> Problem details
Could you please find each line in the records that contains the word "pants" and copy it?

##### Extracted data

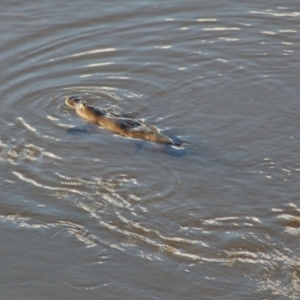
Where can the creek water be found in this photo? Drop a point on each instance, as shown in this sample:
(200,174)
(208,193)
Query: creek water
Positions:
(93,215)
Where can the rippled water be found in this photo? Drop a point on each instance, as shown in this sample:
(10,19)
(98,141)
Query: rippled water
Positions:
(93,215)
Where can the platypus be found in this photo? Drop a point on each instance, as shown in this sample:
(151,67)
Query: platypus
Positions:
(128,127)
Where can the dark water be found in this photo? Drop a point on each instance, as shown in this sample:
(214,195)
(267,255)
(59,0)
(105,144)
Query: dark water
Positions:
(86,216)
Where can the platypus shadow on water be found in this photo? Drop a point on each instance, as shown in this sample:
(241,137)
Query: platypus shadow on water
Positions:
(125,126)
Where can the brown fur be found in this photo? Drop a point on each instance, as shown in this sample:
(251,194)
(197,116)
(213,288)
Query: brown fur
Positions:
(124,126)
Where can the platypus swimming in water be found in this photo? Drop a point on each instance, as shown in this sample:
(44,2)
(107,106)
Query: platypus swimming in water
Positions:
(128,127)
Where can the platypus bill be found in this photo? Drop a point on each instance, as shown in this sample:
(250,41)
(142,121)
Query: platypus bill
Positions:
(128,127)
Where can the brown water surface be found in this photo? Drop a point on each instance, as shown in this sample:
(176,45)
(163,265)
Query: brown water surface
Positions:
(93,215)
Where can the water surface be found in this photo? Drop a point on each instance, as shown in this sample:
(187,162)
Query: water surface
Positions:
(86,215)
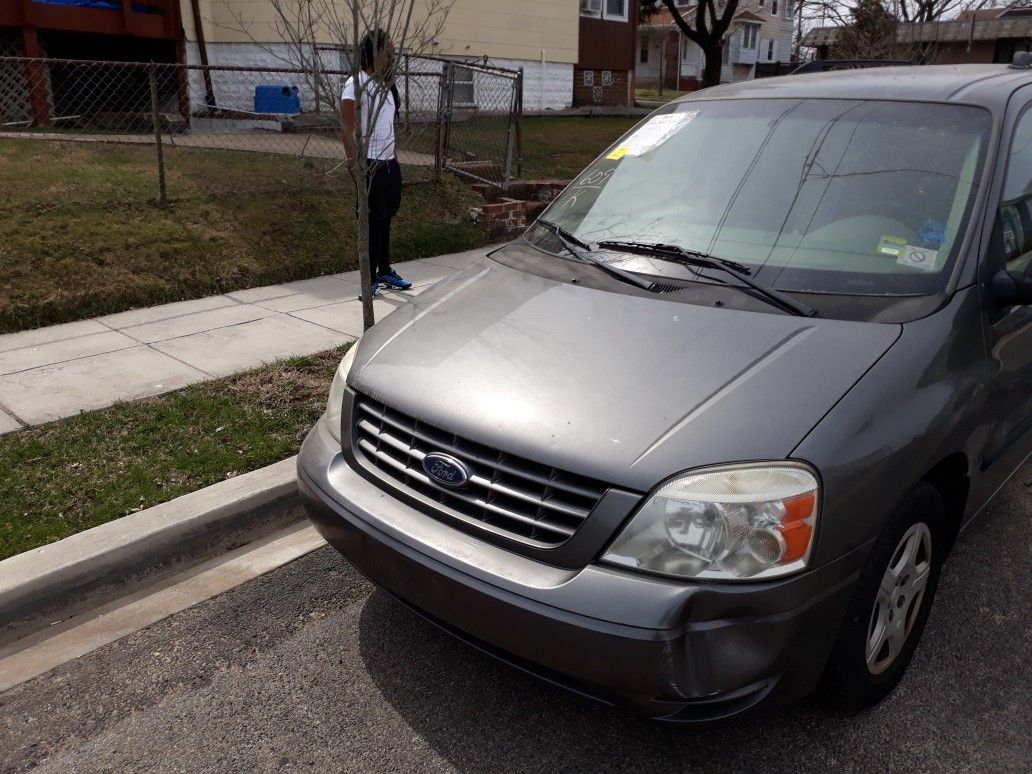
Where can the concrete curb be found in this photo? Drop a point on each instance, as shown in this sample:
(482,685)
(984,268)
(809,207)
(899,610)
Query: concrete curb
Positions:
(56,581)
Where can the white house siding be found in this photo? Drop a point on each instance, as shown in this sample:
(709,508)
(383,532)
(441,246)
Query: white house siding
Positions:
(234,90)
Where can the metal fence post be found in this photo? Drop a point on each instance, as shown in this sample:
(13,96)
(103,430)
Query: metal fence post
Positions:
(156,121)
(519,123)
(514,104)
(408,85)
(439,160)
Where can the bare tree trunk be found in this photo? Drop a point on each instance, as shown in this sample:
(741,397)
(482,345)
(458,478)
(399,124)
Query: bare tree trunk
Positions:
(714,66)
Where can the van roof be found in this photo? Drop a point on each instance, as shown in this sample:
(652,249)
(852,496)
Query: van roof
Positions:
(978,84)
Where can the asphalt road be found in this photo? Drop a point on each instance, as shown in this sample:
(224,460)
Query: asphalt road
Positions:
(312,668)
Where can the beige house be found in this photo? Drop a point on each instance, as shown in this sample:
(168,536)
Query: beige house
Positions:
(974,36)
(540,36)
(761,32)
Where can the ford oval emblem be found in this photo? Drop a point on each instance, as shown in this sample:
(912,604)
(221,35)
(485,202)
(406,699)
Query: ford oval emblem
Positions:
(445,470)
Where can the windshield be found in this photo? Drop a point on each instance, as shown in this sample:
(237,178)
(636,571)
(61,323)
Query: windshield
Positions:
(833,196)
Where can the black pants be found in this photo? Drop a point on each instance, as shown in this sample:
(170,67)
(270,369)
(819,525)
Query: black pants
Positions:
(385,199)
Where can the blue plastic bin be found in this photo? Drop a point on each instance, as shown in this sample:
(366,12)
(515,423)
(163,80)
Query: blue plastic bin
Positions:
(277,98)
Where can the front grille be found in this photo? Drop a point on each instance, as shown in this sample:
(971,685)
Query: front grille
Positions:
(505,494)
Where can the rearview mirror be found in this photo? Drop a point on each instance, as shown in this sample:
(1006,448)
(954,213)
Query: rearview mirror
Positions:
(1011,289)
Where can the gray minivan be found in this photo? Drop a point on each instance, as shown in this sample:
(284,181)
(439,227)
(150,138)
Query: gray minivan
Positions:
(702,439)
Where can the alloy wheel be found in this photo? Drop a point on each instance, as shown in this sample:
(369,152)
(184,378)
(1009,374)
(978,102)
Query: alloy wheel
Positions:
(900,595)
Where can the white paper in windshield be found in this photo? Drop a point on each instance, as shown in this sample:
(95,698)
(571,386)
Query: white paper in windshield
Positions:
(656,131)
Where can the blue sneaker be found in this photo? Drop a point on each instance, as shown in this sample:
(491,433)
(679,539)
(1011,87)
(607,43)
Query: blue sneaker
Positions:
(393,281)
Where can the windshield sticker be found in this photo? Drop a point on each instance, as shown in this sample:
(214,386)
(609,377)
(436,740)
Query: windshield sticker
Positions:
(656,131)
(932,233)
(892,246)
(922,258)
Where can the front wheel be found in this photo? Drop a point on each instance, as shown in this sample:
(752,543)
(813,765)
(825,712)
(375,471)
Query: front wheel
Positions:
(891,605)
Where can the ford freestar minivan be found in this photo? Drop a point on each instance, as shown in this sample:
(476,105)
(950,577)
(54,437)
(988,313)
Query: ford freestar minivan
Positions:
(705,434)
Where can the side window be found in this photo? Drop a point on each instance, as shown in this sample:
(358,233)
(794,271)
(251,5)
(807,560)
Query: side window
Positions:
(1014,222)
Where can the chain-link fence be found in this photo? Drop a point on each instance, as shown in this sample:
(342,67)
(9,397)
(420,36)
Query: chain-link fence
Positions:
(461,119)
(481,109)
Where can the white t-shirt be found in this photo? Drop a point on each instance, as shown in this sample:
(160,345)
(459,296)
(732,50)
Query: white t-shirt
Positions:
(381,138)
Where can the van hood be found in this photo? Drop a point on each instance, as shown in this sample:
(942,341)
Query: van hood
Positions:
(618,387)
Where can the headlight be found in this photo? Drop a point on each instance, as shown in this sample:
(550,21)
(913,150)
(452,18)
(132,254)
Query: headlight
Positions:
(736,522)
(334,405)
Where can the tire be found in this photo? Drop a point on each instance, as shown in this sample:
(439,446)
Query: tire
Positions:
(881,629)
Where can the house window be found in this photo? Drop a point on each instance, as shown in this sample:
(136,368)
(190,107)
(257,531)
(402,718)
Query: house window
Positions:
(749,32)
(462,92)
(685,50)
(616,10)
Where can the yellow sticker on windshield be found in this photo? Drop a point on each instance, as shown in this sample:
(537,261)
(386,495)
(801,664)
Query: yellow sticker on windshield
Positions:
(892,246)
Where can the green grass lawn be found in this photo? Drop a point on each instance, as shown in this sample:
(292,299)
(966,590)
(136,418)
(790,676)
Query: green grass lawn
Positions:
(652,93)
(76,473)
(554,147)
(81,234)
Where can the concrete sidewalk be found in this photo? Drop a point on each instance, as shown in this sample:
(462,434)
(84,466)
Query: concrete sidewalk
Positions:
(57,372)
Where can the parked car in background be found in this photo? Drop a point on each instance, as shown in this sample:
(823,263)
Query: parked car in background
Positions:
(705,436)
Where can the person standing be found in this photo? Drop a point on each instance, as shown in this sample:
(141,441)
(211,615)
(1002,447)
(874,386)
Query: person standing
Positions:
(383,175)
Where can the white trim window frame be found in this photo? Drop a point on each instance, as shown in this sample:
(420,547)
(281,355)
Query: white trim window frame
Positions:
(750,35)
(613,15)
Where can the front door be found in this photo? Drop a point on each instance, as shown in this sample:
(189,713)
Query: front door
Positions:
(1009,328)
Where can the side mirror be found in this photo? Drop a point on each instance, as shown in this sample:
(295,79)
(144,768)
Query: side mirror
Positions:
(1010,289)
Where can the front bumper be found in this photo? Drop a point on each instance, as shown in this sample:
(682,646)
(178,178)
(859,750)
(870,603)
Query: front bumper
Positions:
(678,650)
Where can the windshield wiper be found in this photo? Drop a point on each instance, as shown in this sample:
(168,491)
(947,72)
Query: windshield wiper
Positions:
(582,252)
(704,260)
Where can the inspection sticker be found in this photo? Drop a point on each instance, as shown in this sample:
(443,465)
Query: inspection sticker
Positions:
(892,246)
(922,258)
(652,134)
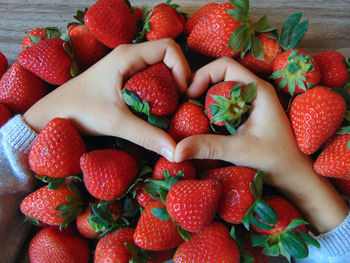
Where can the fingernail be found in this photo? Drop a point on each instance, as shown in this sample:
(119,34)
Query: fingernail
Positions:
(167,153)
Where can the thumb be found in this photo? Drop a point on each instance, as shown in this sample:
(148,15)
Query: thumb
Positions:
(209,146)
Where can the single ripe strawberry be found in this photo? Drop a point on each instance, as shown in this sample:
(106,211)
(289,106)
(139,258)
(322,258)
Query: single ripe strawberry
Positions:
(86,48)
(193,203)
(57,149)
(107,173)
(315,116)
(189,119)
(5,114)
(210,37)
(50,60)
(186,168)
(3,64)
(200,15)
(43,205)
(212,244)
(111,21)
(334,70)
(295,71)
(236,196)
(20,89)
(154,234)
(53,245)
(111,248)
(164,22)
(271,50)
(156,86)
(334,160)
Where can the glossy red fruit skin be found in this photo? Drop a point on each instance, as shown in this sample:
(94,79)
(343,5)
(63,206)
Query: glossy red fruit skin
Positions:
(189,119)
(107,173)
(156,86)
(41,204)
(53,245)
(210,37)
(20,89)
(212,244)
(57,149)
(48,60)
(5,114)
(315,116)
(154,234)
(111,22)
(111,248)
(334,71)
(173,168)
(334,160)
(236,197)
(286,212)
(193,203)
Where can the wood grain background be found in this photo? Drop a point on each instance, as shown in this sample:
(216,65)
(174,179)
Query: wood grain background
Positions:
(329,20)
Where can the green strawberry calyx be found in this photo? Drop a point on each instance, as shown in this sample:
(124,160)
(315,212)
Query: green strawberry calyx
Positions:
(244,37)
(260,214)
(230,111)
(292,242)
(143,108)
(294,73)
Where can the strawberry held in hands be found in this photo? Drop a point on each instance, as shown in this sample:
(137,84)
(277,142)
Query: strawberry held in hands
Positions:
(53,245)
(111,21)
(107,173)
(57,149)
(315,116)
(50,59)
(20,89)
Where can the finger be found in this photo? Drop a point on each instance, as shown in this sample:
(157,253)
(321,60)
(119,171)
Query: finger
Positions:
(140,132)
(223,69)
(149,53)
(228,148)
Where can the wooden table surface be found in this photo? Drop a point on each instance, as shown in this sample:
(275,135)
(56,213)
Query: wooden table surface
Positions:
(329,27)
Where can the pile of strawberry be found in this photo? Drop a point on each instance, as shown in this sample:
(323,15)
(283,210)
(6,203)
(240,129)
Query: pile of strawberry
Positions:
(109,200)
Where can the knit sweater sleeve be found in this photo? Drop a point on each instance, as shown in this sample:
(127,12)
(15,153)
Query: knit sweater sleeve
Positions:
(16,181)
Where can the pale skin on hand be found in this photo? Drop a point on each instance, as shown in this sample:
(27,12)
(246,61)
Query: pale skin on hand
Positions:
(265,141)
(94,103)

##########

> Task result
Where can the black pants be found in this photo? Drop a point on each instance, as shown in this sample:
Query: black pants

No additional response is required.